--- DATA FOR PROCESSING ---
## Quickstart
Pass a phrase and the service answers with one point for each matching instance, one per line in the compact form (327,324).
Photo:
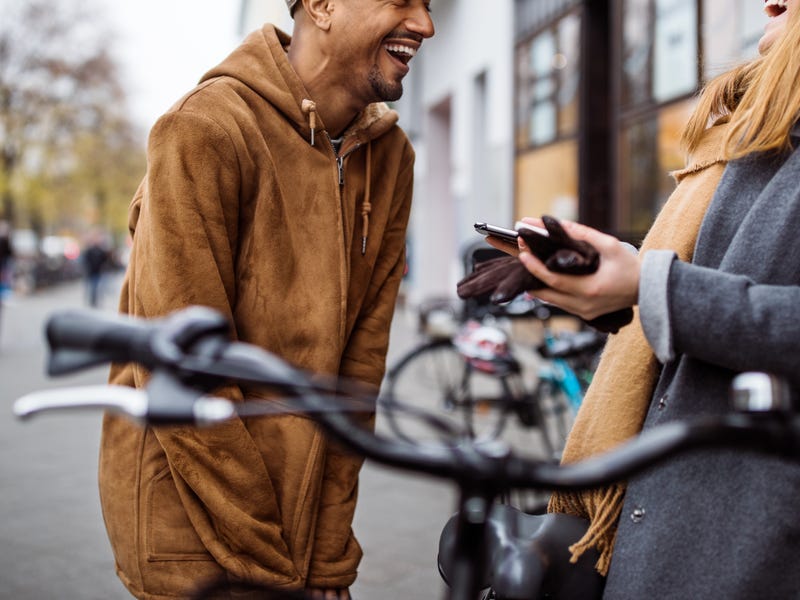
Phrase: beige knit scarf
(616,403)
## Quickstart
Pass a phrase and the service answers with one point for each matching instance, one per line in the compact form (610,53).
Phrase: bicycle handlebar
(191,352)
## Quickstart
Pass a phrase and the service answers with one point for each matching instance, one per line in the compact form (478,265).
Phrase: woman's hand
(614,286)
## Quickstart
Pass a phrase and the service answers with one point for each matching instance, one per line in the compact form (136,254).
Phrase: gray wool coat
(720,523)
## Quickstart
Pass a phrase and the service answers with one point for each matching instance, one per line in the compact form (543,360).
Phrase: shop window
(548,81)
(659,51)
(649,151)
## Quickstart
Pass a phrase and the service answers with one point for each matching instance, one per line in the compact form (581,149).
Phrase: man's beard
(384,90)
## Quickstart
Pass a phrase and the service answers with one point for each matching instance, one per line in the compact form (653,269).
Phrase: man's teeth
(775,7)
(398,49)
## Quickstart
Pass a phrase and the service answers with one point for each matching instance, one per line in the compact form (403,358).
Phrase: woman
(711,303)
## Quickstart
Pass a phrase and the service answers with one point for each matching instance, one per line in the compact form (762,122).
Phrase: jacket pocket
(169,534)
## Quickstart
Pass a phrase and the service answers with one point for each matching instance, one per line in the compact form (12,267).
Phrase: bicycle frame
(193,353)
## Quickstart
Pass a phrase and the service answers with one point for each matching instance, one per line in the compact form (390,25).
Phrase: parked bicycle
(467,368)
(516,556)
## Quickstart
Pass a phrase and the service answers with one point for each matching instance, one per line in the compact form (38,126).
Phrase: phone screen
(509,235)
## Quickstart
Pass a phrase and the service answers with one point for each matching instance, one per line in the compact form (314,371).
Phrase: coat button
(637,516)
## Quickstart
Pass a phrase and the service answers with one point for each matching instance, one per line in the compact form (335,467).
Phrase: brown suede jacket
(238,211)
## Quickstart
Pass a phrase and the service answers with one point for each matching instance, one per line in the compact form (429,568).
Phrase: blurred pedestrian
(6,256)
(96,259)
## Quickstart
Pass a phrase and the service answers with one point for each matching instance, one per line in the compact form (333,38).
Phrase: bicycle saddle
(528,556)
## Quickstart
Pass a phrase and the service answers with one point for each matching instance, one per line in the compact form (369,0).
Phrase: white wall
(257,12)
(467,177)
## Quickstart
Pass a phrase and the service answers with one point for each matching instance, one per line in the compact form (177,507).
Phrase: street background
(52,540)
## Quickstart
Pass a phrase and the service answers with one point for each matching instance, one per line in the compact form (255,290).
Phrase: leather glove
(502,279)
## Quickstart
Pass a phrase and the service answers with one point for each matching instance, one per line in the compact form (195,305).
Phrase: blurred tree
(69,154)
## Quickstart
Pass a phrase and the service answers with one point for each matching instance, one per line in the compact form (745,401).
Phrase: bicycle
(503,550)
(467,368)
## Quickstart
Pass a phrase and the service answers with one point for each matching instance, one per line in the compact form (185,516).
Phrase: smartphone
(508,235)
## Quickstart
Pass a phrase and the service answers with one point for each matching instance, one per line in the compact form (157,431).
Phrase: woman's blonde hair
(762,98)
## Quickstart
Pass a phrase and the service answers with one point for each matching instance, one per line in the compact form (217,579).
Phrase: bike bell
(485,347)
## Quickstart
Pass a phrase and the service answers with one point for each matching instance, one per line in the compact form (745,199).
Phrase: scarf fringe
(605,507)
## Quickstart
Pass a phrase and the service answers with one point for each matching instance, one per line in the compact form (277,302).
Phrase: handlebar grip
(79,339)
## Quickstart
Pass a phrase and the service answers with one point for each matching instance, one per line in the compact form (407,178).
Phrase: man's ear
(320,12)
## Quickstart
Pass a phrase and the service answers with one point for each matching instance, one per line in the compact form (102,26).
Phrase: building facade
(603,89)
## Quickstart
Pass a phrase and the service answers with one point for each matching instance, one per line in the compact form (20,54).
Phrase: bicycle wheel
(436,379)
(550,408)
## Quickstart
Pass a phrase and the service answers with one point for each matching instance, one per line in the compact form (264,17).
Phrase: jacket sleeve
(185,240)
(726,319)
(336,552)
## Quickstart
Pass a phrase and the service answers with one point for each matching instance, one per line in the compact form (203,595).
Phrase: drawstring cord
(366,206)
(309,107)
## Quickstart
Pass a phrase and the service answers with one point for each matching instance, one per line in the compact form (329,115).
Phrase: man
(278,192)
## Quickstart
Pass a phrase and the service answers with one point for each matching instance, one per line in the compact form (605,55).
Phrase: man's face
(376,40)
(778,12)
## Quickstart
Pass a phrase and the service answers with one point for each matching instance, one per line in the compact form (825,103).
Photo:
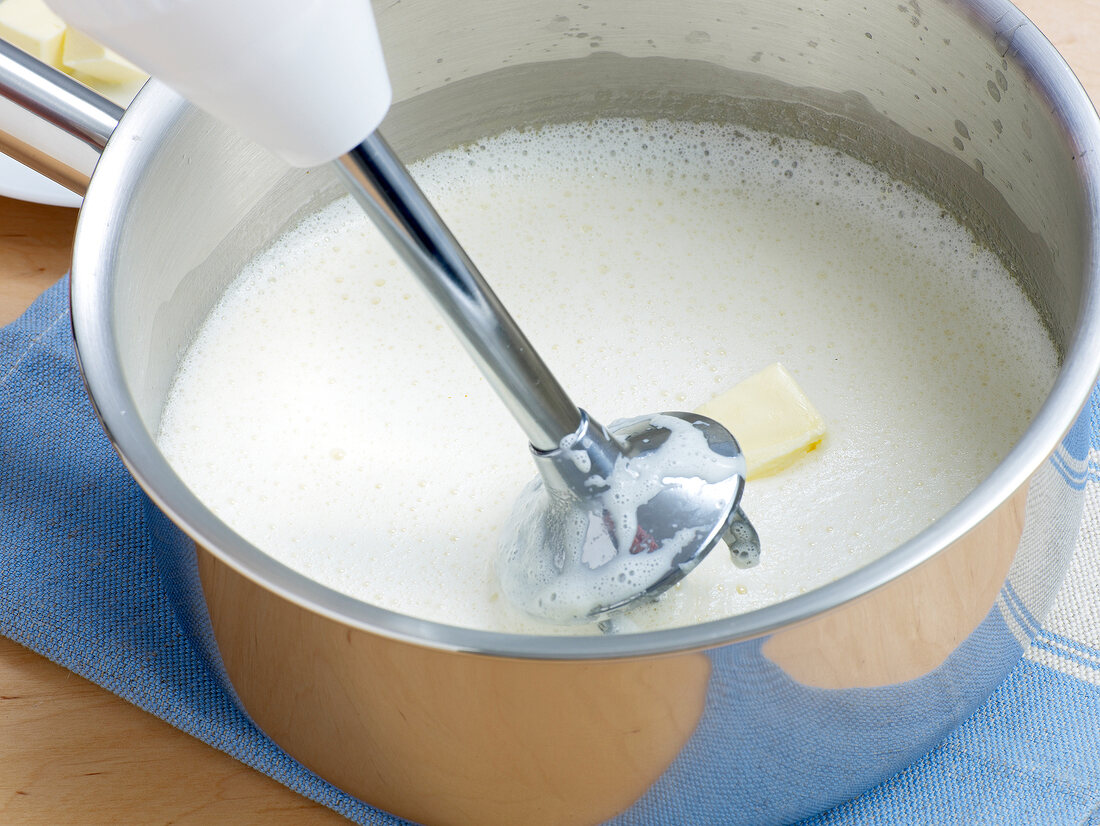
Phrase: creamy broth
(328,416)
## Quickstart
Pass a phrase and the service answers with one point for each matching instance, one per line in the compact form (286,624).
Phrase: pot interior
(931,94)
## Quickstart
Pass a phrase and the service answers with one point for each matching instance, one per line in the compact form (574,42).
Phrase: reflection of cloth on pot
(807,745)
(78,584)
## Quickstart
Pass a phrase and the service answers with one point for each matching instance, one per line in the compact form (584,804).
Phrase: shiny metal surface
(784,711)
(52,123)
(387,193)
(571,552)
(564,554)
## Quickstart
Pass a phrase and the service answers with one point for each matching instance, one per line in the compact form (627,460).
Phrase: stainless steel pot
(762,717)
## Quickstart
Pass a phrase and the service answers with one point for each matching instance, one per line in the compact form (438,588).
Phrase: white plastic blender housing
(307,79)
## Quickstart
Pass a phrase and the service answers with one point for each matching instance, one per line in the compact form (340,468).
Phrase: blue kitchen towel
(78,584)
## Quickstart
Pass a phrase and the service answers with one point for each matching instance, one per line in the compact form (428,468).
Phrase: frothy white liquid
(327,415)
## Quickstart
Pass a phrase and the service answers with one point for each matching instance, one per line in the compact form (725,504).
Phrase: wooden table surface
(73,752)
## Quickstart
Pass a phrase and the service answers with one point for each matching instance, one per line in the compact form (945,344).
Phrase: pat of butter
(31,26)
(770,417)
(85,57)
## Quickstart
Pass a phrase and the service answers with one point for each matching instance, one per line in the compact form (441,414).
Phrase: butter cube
(85,57)
(770,417)
(30,25)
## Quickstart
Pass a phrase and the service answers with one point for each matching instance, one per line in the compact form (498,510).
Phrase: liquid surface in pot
(328,416)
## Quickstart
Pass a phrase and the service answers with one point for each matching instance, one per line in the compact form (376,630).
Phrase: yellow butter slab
(771,418)
(85,57)
(33,28)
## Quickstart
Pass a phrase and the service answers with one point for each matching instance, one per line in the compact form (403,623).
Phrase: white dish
(22,183)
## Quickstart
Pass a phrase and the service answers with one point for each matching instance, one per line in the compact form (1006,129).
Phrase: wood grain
(73,752)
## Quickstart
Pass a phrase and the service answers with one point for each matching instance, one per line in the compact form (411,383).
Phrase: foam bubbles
(653,265)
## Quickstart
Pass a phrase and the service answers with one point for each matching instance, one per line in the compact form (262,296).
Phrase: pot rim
(98,231)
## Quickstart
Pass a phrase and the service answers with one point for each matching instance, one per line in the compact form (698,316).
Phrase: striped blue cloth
(78,585)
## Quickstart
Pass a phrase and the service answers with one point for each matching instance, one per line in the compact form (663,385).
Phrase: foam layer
(327,415)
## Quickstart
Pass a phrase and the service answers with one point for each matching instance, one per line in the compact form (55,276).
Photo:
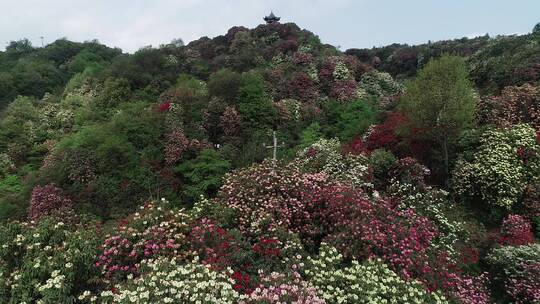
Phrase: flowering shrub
(370,282)
(302,87)
(516,231)
(177,143)
(516,269)
(151,232)
(378,84)
(515,105)
(269,196)
(215,245)
(46,263)
(496,172)
(341,72)
(324,156)
(47,200)
(344,90)
(385,135)
(279,288)
(472,290)
(409,171)
(168,280)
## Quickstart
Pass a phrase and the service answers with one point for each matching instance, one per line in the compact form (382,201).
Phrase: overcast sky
(131,24)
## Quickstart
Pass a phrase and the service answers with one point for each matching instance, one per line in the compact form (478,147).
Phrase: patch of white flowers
(370,282)
(169,281)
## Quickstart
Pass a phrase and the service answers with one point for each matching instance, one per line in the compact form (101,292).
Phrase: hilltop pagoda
(271,18)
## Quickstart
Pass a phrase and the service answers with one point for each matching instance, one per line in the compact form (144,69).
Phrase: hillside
(406,174)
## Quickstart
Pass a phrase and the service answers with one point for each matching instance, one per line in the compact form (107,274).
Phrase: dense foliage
(401,174)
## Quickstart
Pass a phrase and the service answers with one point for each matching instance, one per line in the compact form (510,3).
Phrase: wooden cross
(274,147)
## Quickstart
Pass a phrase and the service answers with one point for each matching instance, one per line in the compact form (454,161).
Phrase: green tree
(440,103)
(203,175)
(254,105)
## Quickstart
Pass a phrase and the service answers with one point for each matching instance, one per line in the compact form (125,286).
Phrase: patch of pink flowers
(47,200)
(473,290)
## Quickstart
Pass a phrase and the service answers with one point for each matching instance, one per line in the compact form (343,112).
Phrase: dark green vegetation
(100,132)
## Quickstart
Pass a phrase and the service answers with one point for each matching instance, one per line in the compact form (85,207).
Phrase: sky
(132,24)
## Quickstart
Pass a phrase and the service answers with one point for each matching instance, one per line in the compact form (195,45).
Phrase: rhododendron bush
(148,178)
(151,232)
(516,270)
(501,167)
(369,282)
(57,258)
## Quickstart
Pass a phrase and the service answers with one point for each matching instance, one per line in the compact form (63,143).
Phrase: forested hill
(404,174)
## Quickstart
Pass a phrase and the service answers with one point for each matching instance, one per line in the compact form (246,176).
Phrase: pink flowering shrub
(472,290)
(151,232)
(267,196)
(516,231)
(47,200)
(344,90)
(302,88)
(214,245)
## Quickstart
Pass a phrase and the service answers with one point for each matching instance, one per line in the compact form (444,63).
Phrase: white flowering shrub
(46,263)
(369,282)
(433,204)
(500,168)
(324,156)
(167,280)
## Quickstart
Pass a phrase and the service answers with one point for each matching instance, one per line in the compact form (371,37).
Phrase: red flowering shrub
(288,46)
(516,231)
(47,200)
(221,249)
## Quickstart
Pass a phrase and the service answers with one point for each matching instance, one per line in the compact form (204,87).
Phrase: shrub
(497,173)
(516,271)
(269,196)
(47,200)
(369,282)
(324,156)
(151,232)
(169,280)
(515,105)
(279,288)
(203,175)
(516,231)
(50,262)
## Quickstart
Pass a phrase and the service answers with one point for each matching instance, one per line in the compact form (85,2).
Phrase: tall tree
(440,103)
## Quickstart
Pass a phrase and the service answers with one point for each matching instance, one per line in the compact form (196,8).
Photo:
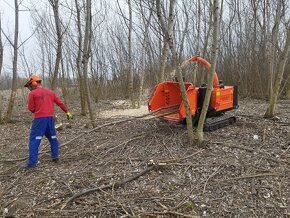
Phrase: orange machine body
(166,97)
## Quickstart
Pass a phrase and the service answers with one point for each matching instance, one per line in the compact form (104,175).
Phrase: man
(41,102)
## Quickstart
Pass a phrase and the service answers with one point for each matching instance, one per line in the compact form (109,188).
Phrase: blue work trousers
(40,127)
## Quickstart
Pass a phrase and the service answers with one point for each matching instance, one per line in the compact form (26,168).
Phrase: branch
(113,185)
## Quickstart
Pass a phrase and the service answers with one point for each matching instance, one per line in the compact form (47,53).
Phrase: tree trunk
(1,50)
(214,54)
(169,39)
(143,54)
(1,65)
(86,57)
(273,45)
(283,59)
(78,62)
(166,46)
(55,7)
(129,63)
(14,66)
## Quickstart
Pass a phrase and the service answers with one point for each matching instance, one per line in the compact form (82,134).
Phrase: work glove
(69,115)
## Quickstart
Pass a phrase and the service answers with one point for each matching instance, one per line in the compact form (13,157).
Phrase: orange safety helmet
(33,81)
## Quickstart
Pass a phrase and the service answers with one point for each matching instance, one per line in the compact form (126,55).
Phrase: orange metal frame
(168,94)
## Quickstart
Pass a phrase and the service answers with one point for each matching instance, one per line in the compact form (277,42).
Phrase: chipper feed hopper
(166,101)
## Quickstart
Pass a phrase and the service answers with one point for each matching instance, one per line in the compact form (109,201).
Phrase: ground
(141,167)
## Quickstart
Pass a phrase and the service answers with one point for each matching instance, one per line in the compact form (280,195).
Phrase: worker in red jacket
(41,102)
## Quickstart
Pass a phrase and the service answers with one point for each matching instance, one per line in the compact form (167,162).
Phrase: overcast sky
(25,30)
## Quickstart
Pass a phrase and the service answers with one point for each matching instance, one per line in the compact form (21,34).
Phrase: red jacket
(41,102)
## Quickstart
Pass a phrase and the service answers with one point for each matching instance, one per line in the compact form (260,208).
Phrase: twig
(55,211)
(182,158)
(235,146)
(166,212)
(212,175)
(252,176)
(114,185)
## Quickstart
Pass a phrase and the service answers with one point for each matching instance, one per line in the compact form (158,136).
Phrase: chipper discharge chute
(166,101)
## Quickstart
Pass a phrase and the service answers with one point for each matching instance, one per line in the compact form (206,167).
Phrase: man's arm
(31,104)
(60,103)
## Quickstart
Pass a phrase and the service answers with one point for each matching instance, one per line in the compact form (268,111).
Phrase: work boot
(55,160)
(26,167)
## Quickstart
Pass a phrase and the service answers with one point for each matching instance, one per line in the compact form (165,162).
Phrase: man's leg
(50,134)
(36,132)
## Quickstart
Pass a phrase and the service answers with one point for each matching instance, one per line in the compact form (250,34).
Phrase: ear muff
(34,84)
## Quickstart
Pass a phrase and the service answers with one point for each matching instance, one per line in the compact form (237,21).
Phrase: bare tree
(1,63)
(281,67)
(86,57)
(177,66)
(9,111)
(143,51)
(55,7)
(130,62)
(78,61)
(214,54)
(1,48)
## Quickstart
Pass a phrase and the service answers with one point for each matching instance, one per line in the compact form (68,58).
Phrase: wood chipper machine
(166,101)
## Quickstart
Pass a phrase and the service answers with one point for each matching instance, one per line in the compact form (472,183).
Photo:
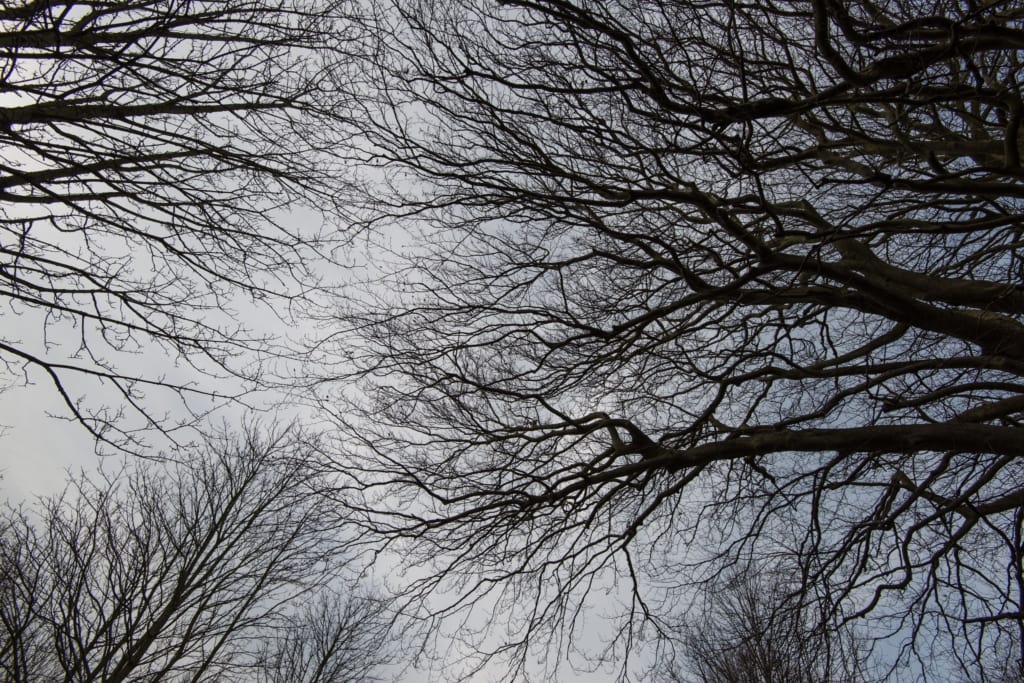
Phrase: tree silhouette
(699,282)
(150,150)
(219,569)
(755,630)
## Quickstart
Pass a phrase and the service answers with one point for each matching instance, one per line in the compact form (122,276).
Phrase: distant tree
(697,283)
(222,569)
(755,630)
(148,152)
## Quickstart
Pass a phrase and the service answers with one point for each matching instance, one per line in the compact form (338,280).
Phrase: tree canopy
(150,152)
(696,283)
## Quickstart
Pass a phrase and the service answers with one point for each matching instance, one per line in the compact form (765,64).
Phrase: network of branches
(693,284)
(229,568)
(148,151)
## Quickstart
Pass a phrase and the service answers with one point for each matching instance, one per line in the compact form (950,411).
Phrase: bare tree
---
PROBLEM DESCRIPTION - Which lines of the records above contain the word "liquid"? Show each of them in full, and treat uppercase and lowercase letters as different.

SOLUTION BELOW -
Phrase: frothy white liquid
Phrase: liquid surface in pot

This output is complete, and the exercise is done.